### Extrait du texte
★ ★ ★ ★ ★ ★ ★
Les Pires d’entre les hommes

. «Je dis simplement que, pour être un bon capitaliste, mieux vaut être pervers. Ça aide. Et plus on fonctionne à la perversion, plus ça aide» - D-R Dufour.

Après des essais essentiels comme Le Divin marché (2007), La Cité perverse (2009) ou encore L’Individu qui vient… après le libéralisme (2011), Dany-Robert Dufour (né en 1947) poursuit ses recherches sur le capitalisme en publiant ce nouvel ouvrage au titre volontairement provocateur.

Sous ce titre accrocheur, se révèle un livre tout à fait saisissant, érudit et passionnant sur le système de perversion organisé qui gouverne, manipule et ruine le monde. Déjà cité dans des textes précédents, cette fois-ci le philosophe Bernard de Mandeville endosse le premier rôle, celui du premier théoricien ostracisé et marginal (bien que prophétique et génial) du capitalisme, que notre époque subit actuellement. L’idée développé dans Recherches sur l’origine de la vertu morale (1714), bien que contradictoire, s’appuie sur ce postulat essentiel : «Il faut utiliser les vices de l’homme pour parvenir au bien de la communauté». Autrement dit, les vices privés font la vertu publique.

Ensuite, flatter les uns et stigmatiser les autres sera le leitmotiv d'un capitalisme outrancier et dominateur, séparant la société en classes bien distinctes : les puissants, les sceptiques et les esclaves (pour raccourcir la pensée du philosophe). L’idée de s’enrichir en laissant s’exprimer ses pulsions participe de la création de richesse ; mais cela entraîne logiquement une faille vertigineuse, à savoir une séparation entre les puissants pervers qui créent de la richesse (surtout pour leur besoin personnel, toujours sans limite) et la masse appauvrie qui certes travaille, fait tourner la production et consomme, mais en subissant le poids d’une société inégalitaire orchestrée et généralisée par ces puissants. « Mandeville expose que s’il faut s’appuyer sur les pervers pour réformer le monde, c’est parce qu’ils n’hésitent pas à mettre en avant leurs «vices», indispensables à l’accroissement potentiellement infini de leur richesse privée. Et, comme ils doivent bien dépenser peu ou prou ce qu’ils ont accumulé, cela ne peut, en dernier ressort, que contribuer à une certaine restitution à la collectivité», écrit Dany-Robert Dufour.
★ ★ ★ ★ ★ ★ ★
Un bloc de données:
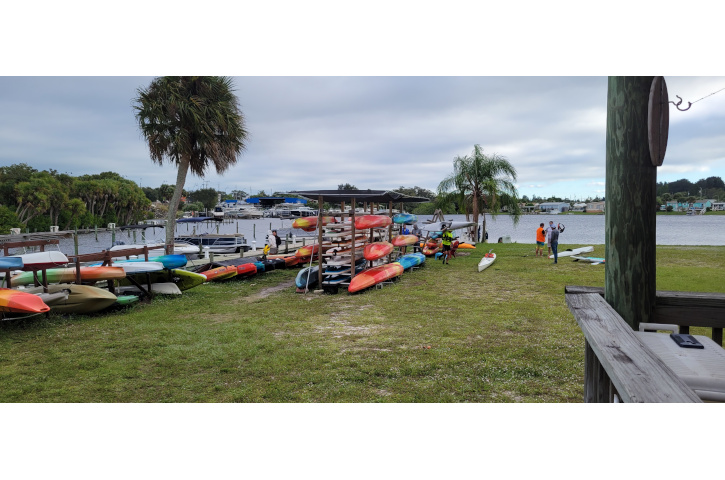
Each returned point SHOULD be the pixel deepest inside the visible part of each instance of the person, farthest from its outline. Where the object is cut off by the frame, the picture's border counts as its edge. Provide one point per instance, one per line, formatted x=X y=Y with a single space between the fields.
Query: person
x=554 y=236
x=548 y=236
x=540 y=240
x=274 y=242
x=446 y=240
★ ★ ★ ★ ★ ★ ★
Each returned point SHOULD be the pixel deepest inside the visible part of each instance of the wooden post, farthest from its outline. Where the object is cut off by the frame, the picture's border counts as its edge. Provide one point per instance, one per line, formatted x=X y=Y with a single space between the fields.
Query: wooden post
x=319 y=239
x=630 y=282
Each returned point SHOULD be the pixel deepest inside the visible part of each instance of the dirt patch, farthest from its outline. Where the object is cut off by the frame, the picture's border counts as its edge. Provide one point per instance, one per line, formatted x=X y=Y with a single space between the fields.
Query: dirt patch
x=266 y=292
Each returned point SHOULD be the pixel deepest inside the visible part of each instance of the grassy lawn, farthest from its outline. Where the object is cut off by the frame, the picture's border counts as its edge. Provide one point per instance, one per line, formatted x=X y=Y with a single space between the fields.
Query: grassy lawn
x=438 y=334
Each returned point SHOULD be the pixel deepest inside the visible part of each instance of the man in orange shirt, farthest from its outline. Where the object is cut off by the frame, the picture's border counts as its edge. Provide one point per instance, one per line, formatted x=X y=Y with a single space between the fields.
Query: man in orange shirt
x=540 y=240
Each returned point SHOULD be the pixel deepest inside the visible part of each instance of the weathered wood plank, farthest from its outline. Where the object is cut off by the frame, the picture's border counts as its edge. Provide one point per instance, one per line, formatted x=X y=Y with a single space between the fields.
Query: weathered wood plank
★ ★ ★ ★ ★ ★ ★
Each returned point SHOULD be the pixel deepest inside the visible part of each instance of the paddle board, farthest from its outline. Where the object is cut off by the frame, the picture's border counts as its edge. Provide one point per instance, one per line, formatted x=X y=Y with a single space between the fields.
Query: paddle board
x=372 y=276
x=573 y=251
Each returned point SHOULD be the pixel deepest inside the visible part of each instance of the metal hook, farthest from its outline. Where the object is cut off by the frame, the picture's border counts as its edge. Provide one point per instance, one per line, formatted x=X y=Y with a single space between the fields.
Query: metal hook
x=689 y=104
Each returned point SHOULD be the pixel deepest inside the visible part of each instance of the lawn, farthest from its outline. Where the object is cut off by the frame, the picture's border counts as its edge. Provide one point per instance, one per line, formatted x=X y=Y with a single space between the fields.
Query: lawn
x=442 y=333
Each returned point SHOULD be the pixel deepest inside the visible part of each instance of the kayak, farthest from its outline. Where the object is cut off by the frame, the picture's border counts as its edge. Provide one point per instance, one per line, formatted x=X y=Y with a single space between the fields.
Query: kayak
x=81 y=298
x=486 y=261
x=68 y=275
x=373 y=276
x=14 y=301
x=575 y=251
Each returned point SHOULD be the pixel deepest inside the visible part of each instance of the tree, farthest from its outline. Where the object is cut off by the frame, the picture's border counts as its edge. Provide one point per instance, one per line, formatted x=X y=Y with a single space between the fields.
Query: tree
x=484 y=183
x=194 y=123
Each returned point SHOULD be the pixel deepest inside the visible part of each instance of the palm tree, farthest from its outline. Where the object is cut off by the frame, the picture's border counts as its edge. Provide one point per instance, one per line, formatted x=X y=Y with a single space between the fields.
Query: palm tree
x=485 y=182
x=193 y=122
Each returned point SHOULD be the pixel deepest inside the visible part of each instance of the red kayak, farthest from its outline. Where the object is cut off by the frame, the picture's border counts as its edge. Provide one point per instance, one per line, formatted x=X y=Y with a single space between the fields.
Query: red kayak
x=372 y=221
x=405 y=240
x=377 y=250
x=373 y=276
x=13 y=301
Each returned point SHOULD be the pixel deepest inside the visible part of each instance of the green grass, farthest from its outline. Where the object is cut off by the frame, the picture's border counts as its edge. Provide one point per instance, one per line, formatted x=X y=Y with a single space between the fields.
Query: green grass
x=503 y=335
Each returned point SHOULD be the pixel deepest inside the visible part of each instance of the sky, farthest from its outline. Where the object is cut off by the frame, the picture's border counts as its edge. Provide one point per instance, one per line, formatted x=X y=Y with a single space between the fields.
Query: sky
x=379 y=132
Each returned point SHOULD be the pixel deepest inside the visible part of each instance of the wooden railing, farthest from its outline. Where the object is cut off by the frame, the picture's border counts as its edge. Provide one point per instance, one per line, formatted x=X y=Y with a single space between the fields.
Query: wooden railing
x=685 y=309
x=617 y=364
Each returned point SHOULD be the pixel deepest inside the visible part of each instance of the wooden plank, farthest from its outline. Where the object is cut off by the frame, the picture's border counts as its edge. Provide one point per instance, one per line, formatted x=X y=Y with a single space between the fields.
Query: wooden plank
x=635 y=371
★ ★ ★ ★ ★ ★ ★
### Tâche courte A
Réécrivez plus brièvement le paragraphe de l'extrait qui commence par « Sous ce titre accrocheur », sans perdre ses faits principaux.
### Tâche courte B
D'après l'extrait, en quelle année Dany-Robert Dufour est-il né ?
Ces données ne sont pas nécessaires.

### Réponse complète A
Ce livre saisissant, érudit et passionnant étudie le système de perversion organisé qui gouverne, manipule et ruine le monde. Le philosophe Bernard de Mandeville, déjà cité dans des textes précédents, y tient le premier rôle. Il y apparaît comme le premier théoricien du capitalisme, ostracisé et marginal mais prophétique. Dans Recherches sur l'origine de la vertu morale (1714), il soutient qu'il faut utiliser les vices de l'homme pour parvenir au bien de la communauté. Autrement dit, les vices privés font la vertu publique.

### Réponse complète B
Il est né en 1947.